■ **WHAT TO PRODUCE**:
Quote the whole listing word for word, please.

━━━━━━━━━━

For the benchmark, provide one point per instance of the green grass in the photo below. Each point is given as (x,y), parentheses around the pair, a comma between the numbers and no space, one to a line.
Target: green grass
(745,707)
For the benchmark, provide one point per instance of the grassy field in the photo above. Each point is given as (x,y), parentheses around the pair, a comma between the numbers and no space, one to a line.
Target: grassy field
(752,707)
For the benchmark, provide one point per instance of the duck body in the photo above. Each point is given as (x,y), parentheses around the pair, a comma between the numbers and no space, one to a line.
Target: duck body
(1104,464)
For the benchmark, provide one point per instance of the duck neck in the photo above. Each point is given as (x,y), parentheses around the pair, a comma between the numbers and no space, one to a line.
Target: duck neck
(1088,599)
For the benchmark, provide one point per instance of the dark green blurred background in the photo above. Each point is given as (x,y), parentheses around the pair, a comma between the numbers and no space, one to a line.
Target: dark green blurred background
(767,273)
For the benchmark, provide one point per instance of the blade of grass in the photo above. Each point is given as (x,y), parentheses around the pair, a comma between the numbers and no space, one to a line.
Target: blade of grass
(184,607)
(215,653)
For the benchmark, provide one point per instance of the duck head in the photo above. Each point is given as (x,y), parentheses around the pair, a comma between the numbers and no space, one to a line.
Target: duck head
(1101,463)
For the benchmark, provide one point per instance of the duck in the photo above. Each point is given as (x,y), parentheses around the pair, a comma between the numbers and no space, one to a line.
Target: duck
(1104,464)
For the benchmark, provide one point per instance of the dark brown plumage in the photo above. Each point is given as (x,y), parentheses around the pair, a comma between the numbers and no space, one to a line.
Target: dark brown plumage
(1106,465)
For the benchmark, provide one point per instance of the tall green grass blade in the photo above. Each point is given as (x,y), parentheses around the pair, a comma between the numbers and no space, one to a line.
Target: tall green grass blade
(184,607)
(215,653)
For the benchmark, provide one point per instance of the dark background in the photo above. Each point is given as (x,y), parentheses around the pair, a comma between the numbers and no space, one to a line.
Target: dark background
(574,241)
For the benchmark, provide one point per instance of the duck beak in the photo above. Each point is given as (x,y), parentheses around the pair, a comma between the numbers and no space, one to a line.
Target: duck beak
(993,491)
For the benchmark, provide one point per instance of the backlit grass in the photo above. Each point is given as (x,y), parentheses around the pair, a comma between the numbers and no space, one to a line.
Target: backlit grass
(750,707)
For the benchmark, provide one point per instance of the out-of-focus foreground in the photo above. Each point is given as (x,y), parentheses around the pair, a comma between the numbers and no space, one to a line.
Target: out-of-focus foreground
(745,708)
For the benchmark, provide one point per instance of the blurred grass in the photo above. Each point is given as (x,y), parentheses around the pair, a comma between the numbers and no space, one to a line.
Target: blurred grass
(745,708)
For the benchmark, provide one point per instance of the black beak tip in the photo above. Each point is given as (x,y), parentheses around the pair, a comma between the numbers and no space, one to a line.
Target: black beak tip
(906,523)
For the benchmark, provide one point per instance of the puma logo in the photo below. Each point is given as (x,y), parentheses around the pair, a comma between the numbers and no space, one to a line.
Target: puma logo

━━━━━━━━━━

■ **SOLUTION TO THIS EXERCISE**:
For the benchmark, provide one point per instance of the green grass in the photo below. Each point is given as (x,y), parentheses around the pair, a comma between the numbers and no space, one to a line.
Target: green grass
(745,707)
For the benchmark, provide one point per instance of the grassy field in the photo above. Each point is given as (x,y), parentheses around the pair, a comma between the numbers and no space, one to a line.
Target: grassy field
(752,707)
For the benchmark, provide one point per instance of the duck body in the photo above. Each point is given as (x,y), parentheses around the pair, a comma between the numbers and no space, one to a line.
Target: duck body
(1104,464)
For the benchmark, provide one point per instance of the duck neck in the photo above. Each point is given as (x,y), parentheses around the pair, a comma between the numbers and no space, one to a line.
Target: duck neck
(1088,599)
For the benchmark, provide one point per instance of the dark green blurred background in the photo above. Each point is given as (x,y), parentheses around the pair, a comma between the numbers and no space, one to a line.
Target: dark green blurred background
(767,273)
For the benchmark, provide one point per instance of the blade of grass in the photo above. Each point is given as (x,y), parentheses around the pair, a comma between the numbers and no space, one to a line.
Target: blade of grass
(184,607)
(215,653)
For the benchmark, provide one point per instance of the duck head in the photo above. Each point is given as (x,y), parentheses around the pair, a comma between the numbers and no space, one to a line.
Target: duck head
(1101,463)
For the benchmark, provide one point per instance of the duck in the photo above. Each point is given as (x,y), parentheses around the pair, a comma between the numbers and no space, one to a line.
Target: duck
(1104,464)
For the benchmark, provide one point per instance of the dark brown plumage in the photo above. Each point is given as (x,y), parentheses around the pair, a comma between the numbers and no space, one to a line.
Target: dark brown plumage
(1106,465)
For the benchmark, provide one point per instance of the tall green grass blade in the photo above. Each point is given as (x,y), parentheses around the pair, a comma between the numbers and no space, one to a line.
Target: tall green grass blade
(184,607)
(215,653)
For the benchmark, provide one point per instance of the dark background in the photo above. Each point is given as (x,y), parentheses around the pair, a comma between the numbers and no space, one to a line.
Target: dark background
(574,241)
For the benchmark, provide one point per instance of the duck beak in the photo above. Each point is given as (x,y), parentheses around the pair, a comma between the numbers and no space, one to a line.
Target: duck beak
(993,491)
For the benchmark, provide one point per instance of the backlit grass in the photo above. Each point is given as (x,y), parentheses around the pair, a comma between the numbers and no space, one to a line.
Target: backlit grass
(750,707)
For the benchmark, provide one point per instance of the out-of-focus foreground in the photo above. Each point is given as (x,y), parentheses around the pair, a comma between the numbers and no space, one to a line.
Target: out-of-focus foreground
(745,708)
For the benchmark, provide one point per instance of the blurred grass in the photo above. Each point is given as (x,y), parentheses around the pair, a comma between the numbers and no space, one to a line.
Target: blurred grass
(745,708)
For the benchmark, provide one point per instance of the black beak tip in the photo above. Each point is given as (x,y), parentheses around the pair, a comma between the numbers and no space, one to a line.
Target: black beak tip
(906,523)
For the benchmark, provide one point per instance of the puma logo in the photo below. Each point is given as (x,y), parentheses around the pair, a comma between the numbers and no space, one to a line.
Target: puma logo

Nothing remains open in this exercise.